[Region pointing data]
■ ■ ■ ■ ■ ■ ■
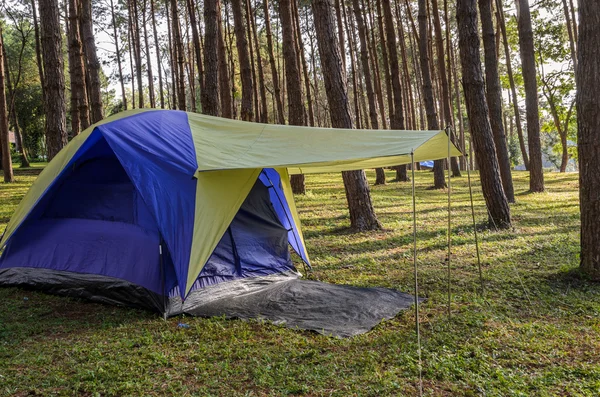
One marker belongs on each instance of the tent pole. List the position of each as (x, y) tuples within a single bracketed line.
[(448, 131), (162, 279), (474, 226), (412, 157)]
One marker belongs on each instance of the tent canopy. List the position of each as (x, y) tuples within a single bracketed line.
[(194, 171)]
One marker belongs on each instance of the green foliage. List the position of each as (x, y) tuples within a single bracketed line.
[(534, 332)]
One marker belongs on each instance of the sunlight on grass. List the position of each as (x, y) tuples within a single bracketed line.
[(536, 331)]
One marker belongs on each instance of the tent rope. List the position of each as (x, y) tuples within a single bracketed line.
[(474, 225), (418, 331), (448, 132)]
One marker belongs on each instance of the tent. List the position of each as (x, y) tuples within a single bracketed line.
[(148, 207)]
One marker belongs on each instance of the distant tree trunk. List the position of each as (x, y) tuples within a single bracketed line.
[(148, 61), (274, 73), (79, 99), (11, 102), (439, 181), (180, 58), (38, 50), (302, 60), (93, 64), (225, 90), (439, 42), (51, 44), (244, 59), (292, 79), (536, 174), (264, 112), (158, 51), (118, 53), (494, 97), (210, 95), (362, 214), (364, 57), (513, 89), (4, 141), (397, 117), (481, 132), (191, 8), (588, 135)]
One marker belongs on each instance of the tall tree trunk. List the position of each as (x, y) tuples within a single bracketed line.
[(439, 181), (93, 64), (445, 94), (38, 50), (11, 102), (158, 51), (293, 80), (364, 57), (362, 214), (536, 174), (244, 59), (494, 97), (481, 132), (137, 54), (4, 141), (191, 7), (79, 105), (397, 118), (148, 61), (588, 135), (309, 100), (55, 108), (180, 58), (118, 53), (225, 90), (264, 113), (210, 95), (511, 80), (274, 73)]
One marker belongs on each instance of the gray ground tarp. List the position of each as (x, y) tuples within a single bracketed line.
[(336, 310)]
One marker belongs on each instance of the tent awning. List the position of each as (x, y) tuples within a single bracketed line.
[(231, 144)]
■ ■ ■ ■ ■ ■ ■
DESCRIPTION OF THE TASK:
Quote the records above in full, dropping each picture.

RESPONSE BOX:
One marker belongs on each instance of the tent pole. List the position of each as (x, y) tuples within a single bracketed line.
[(448, 131), (162, 279), (474, 226), (412, 157)]
One marker belongs on each instance of the tent canopy. List the position of each as (x, y) tuples within a single bracketed line.
[(194, 171)]
One marker belongs on each instance of the green foliage. List the position of each as (x, y) tuples within a single bracketed line.
[(534, 332)]
One marker belongs on each instance of the sunlight on grass. List the position of each as (x, y) tuples within a single bracketed line.
[(536, 331)]
One marker belongs on each instance of the tent rope. List the position of each as (x, y) tuples within a single bracketed line.
[(474, 225), (418, 331), (448, 132)]
One marker belongs on each instance of the tent. List the position of each as (x, y) tuples within a single bracketed line.
[(148, 207)]
One marker belongs on each instance of the distant tree trunk. List the position of each as (x, y) tuples within a single bracketed line.
[(148, 61), (274, 73), (79, 99), (11, 102), (439, 181), (180, 58), (38, 50), (302, 60), (93, 64), (225, 90), (439, 42), (51, 44), (244, 59), (292, 79), (536, 174), (264, 112), (158, 51), (118, 53), (494, 97), (210, 95), (362, 214), (364, 57), (513, 89), (4, 141), (397, 117), (481, 132), (191, 8), (588, 135)]
One marker belongs on each instance of the tall tree trunk. List the position of each as (x, y) tuples within a single bracketed line.
[(439, 181), (93, 64), (445, 94), (38, 50), (11, 102), (158, 51), (293, 80), (364, 57), (362, 214), (536, 174), (244, 59), (494, 97), (481, 132), (137, 54), (4, 141), (191, 7), (79, 105), (397, 118), (148, 61), (588, 135), (309, 100), (55, 108), (180, 58), (118, 53), (225, 90), (264, 113), (210, 95), (511, 80), (274, 73)]
One marker belongs on each instance of the gray ground tarp. List the position of each as (x, y) tuples within a single bracketed line.
[(336, 310)]
One marker belongs on each instance of the tent awning. List the position of each as (x, y) tuples within a single bracketed line.
[(231, 144)]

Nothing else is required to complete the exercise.